== Raw data ==

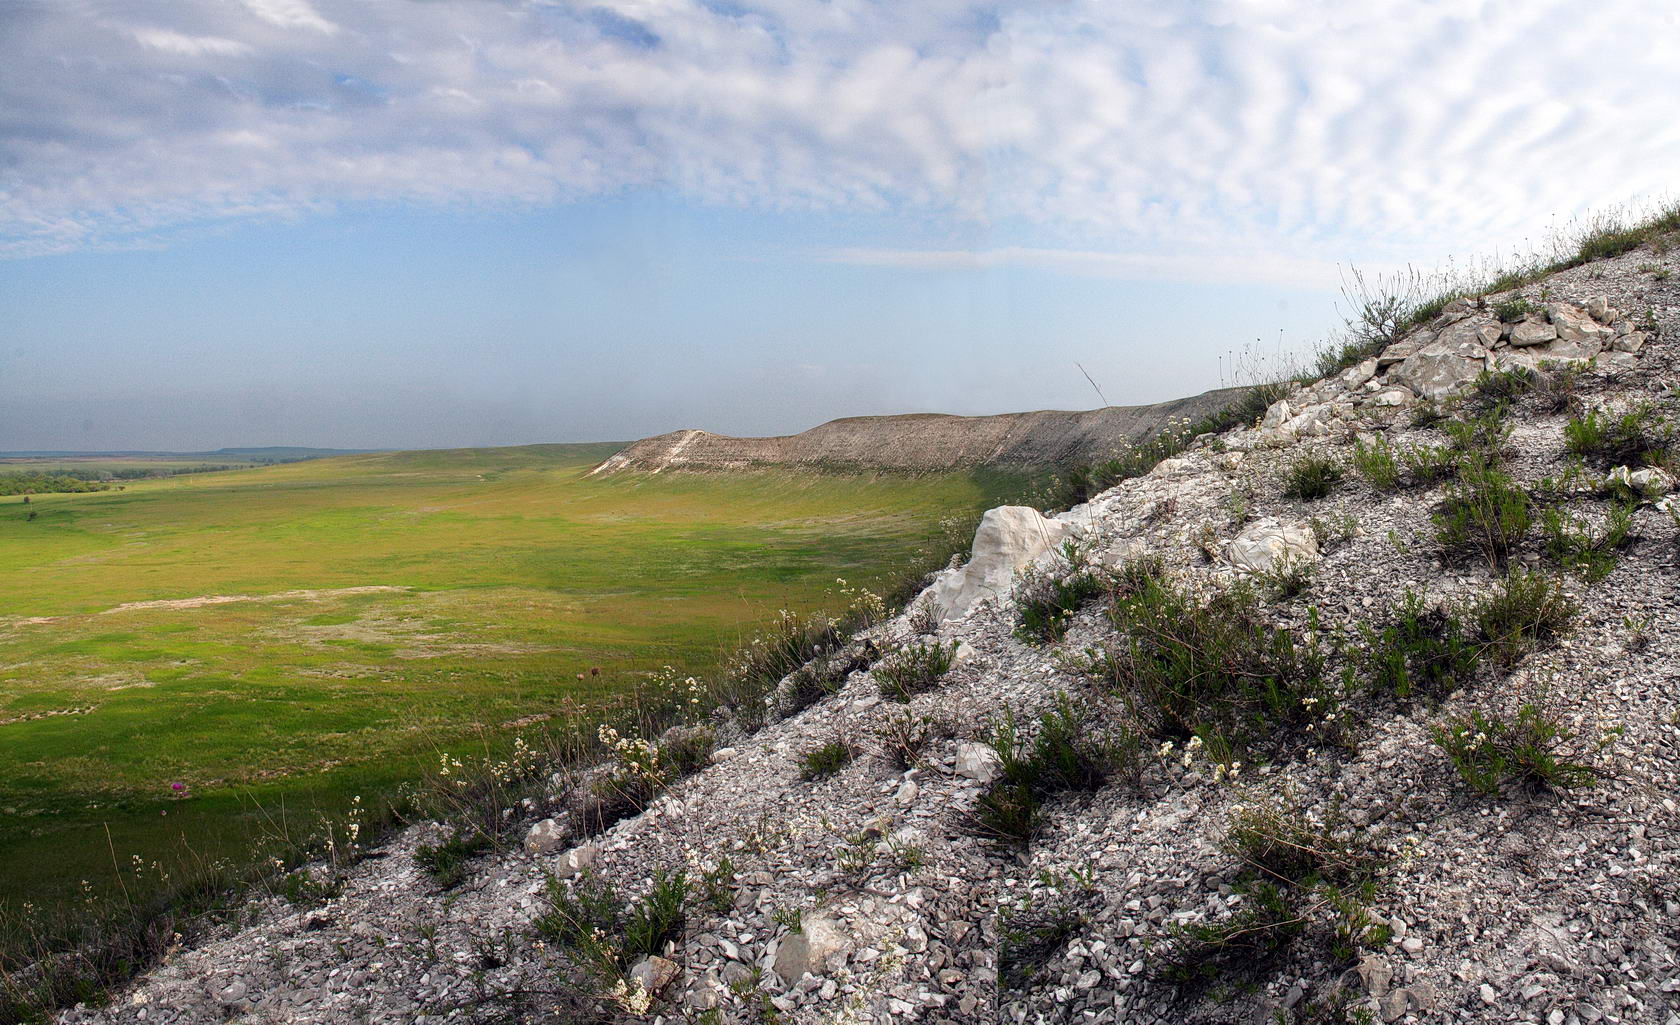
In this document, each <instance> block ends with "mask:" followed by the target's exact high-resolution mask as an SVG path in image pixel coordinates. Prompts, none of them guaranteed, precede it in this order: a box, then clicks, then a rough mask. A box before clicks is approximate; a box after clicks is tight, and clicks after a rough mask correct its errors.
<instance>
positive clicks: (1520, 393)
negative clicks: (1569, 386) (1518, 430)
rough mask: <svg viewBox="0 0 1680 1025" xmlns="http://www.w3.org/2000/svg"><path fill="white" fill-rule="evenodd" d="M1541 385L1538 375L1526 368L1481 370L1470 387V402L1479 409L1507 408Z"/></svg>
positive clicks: (1540, 379)
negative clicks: (1477, 406)
mask: <svg viewBox="0 0 1680 1025" xmlns="http://www.w3.org/2000/svg"><path fill="white" fill-rule="evenodd" d="M1541 383H1542V378H1541V375H1539V373H1536V371H1532V370H1529V368H1527V366H1512V368H1510V370H1497V371H1495V370H1483V371H1482V373H1480V375H1478V376H1477V380H1475V381H1473V383H1472V385H1470V402H1473V403H1477V405H1478V407H1480V408H1483V410H1487V408H1495V407H1509V405H1510V403H1512V402H1515V400H1517V398H1519V397H1522V395H1527V393H1529V392H1534V390H1536V388H1539V386H1541Z"/></svg>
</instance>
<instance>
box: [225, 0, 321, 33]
mask: <svg viewBox="0 0 1680 1025" xmlns="http://www.w3.org/2000/svg"><path fill="white" fill-rule="evenodd" d="M245 7H247V8H250V13H254V15H257V17H259V18H262V20H264V22H269V24H270V25H279V27H281V29H309V30H311V32H323V34H326V35H331V34H334V32H338V25H334V24H333V22H329V20H326V18H323V17H321V13H319V12H316V8H314V7H309V0H245Z"/></svg>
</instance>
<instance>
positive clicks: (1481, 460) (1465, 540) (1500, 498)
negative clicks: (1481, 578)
mask: <svg viewBox="0 0 1680 1025" xmlns="http://www.w3.org/2000/svg"><path fill="white" fill-rule="evenodd" d="M1433 519H1435V536H1436V539H1438V541H1440V543H1441V548H1443V549H1445V555H1446V558H1448V560H1463V558H1468V556H1480V558H1482V560H1483V561H1485V563H1487V565H1488V566H1490V568H1494V570H1502V568H1504V566H1505V563H1509V561H1510V556H1512V553H1514V551H1515V549H1517V546H1519V544H1520V543H1522V539H1524V538H1527V534H1529V531H1530V529H1532V528H1534V511H1532V507H1530V501H1529V492H1527V491H1524V489H1522V486H1519V484H1517V482H1515V481H1512V479H1510V477H1509V476H1505V474H1502V472H1499V470H1495V469H1492V467H1490V465H1488V464H1487V462H1485V460H1483V459H1482V457H1480V455H1473V454H1472V455H1465V457H1463V459H1462V462H1460V464H1458V479H1457V481H1455V482H1453V484H1452V486H1450V487H1448V489H1446V499H1445V501H1443V502H1441V507H1440V511H1436V512H1435V518H1433Z"/></svg>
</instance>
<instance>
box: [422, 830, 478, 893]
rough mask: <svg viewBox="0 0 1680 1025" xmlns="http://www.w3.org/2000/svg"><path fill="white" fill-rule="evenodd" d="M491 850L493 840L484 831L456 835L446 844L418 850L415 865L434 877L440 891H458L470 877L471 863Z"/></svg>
mask: <svg viewBox="0 0 1680 1025" xmlns="http://www.w3.org/2000/svg"><path fill="white" fill-rule="evenodd" d="M489 849H491V838H489V837H486V835H484V833H480V832H470V833H464V832H459V830H457V832H454V833H450V835H449V838H447V840H444V842H442V844H420V845H418V847H415V864H417V865H420V869H422V870H425V874H427V875H430V877H432V882H435V884H437V886H438V889H445V891H447V889H455V887H457V886H460V882H462V880H464V879H465V877H467V862H470V860H472V859H474V855H479V854H484V852H486V850H489Z"/></svg>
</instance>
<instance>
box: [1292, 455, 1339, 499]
mask: <svg viewBox="0 0 1680 1025" xmlns="http://www.w3.org/2000/svg"><path fill="white" fill-rule="evenodd" d="M1342 474H1344V470H1342V464H1339V462H1337V460H1334V459H1327V457H1324V455H1304V457H1300V459H1297V460H1295V462H1294V464H1290V467H1289V472H1287V474H1285V479H1284V497H1292V499H1300V501H1304V502H1312V501H1317V499H1322V497H1326V496H1329V494H1331V492H1332V491H1336V486H1337V484H1341V482H1342Z"/></svg>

===

Exercise goal » Begin with the line that contains "850L493 840L484 831L456" and print each line exactly until the data ends, including the last line.

Written solution »
rough mask: <svg viewBox="0 0 1680 1025" xmlns="http://www.w3.org/2000/svg"><path fill="white" fill-rule="evenodd" d="M491 850L493 840L484 831L456 835L446 844L418 850L415 865L434 877L440 891H458L470 877L471 863Z"/></svg>
mask: <svg viewBox="0 0 1680 1025" xmlns="http://www.w3.org/2000/svg"><path fill="white" fill-rule="evenodd" d="M489 849H491V838H489V837H486V835H484V833H480V832H470V833H464V832H459V830H457V832H454V833H450V835H449V838H447V840H444V842H442V844H420V845H418V847H415V864H417V865H420V869H422V870H425V874H427V875H430V877H432V882H435V884H437V886H438V889H445V891H447V889H455V887H457V886H460V882H462V880H464V879H465V877H467V862H470V860H472V859H474V855H479V854H484V852H486V850H489Z"/></svg>
</instance>
<instance>
box: [1292, 455, 1339, 499]
mask: <svg viewBox="0 0 1680 1025" xmlns="http://www.w3.org/2000/svg"><path fill="white" fill-rule="evenodd" d="M1342 474H1344V470H1342V464H1339V462H1337V460H1334V459H1327V457H1324V455H1304V457H1300V459H1297V460H1295V462H1294V464H1290V467H1289V472H1287V474H1285V479H1284V497H1292V499H1300V501H1304V502H1312V501H1317V499H1322V497H1326V496H1329V494H1331V492H1332V491H1336V486H1337V484H1341V482H1342Z"/></svg>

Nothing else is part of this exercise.